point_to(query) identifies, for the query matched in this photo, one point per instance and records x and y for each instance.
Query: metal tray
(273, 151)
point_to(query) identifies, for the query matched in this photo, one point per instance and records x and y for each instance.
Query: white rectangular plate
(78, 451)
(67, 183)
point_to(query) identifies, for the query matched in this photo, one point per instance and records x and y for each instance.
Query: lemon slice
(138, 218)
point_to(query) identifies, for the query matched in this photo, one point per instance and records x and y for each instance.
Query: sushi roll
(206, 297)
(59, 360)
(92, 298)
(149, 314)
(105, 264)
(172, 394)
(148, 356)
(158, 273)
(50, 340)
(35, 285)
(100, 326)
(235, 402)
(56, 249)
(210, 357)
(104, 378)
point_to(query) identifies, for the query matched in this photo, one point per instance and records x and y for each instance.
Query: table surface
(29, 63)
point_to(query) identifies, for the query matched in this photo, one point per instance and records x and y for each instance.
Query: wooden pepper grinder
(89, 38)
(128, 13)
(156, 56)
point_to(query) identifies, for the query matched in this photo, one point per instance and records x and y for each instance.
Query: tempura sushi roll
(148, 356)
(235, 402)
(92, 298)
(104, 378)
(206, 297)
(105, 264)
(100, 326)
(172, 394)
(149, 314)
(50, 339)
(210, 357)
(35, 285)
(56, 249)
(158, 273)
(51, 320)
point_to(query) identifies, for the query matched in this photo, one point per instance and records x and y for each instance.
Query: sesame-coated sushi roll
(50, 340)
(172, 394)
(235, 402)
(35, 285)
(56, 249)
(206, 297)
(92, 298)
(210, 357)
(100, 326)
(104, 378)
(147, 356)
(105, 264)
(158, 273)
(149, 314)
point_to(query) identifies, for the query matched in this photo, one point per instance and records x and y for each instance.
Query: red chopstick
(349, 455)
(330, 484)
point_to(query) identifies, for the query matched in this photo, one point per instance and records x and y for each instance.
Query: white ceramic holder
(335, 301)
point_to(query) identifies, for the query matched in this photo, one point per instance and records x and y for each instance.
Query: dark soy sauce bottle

### TASK REQUIREMENTS
Exactly reproduce all of the entries.

### TASK ANSWER
point_to(query) identifies, for the query matched in this photo, one point per instance and records x and y for each instance.
Query: metal tray
(273, 151)
point_to(query) identifies, for the query matched in this photo, one point per instance and records x and y for each instance.
Query: white rectangular plate
(78, 451)
(67, 183)
point_to(query) identifies, for the query matched in this photo, one point per instance and records x and y for each instance.
Query: lemon slice
(138, 218)
point_to(query) identifies, for the query matched in this photo, one point per instance and records x and y for each instance.
Query: sushi roll
(206, 297)
(59, 360)
(92, 298)
(149, 314)
(105, 264)
(172, 394)
(148, 356)
(158, 273)
(50, 340)
(35, 285)
(100, 326)
(235, 402)
(56, 249)
(210, 357)
(104, 378)
point_to(query) identifies, for the query matched in this photo, one point per instance and records x and y for each instance.
Query: table surface
(29, 63)
point_to(query) identifies, for the query matched in this photo, one point per instance and records x and y for each instance.
Query: wooden pepper grinder
(89, 38)
(128, 13)
(156, 56)
point_to(query) identifies, for the query matched in this photo, one point per instance and records x and y for each instance.
Query: tempura sushi roll
(148, 356)
(235, 402)
(92, 298)
(104, 378)
(206, 297)
(105, 264)
(100, 326)
(172, 394)
(149, 314)
(50, 339)
(210, 357)
(35, 285)
(56, 249)
(158, 273)
(51, 320)
point_to(query) identifies, for the query matched in this photo, one point per instance and records x and y for each instance.
Query: sesame-coated sushi roll
(50, 340)
(172, 394)
(235, 402)
(35, 285)
(56, 249)
(206, 297)
(92, 298)
(210, 357)
(100, 326)
(104, 378)
(147, 356)
(105, 264)
(158, 273)
(149, 314)
point_to(query) identifies, for the query matched in this photo, one point per instance and records x and y for each instance.
Query: red chopstick
(349, 455)
(330, 484)
point_to(query) identifies, for the query matched in this photo, one point per instance and records x and y for each instance.
Query: white ceramic holder
(335, 301)
point_to(query) identifies, for the query matched in this photo, one point per instance and records x and y for each instance.
Query: dark soy sauce bottle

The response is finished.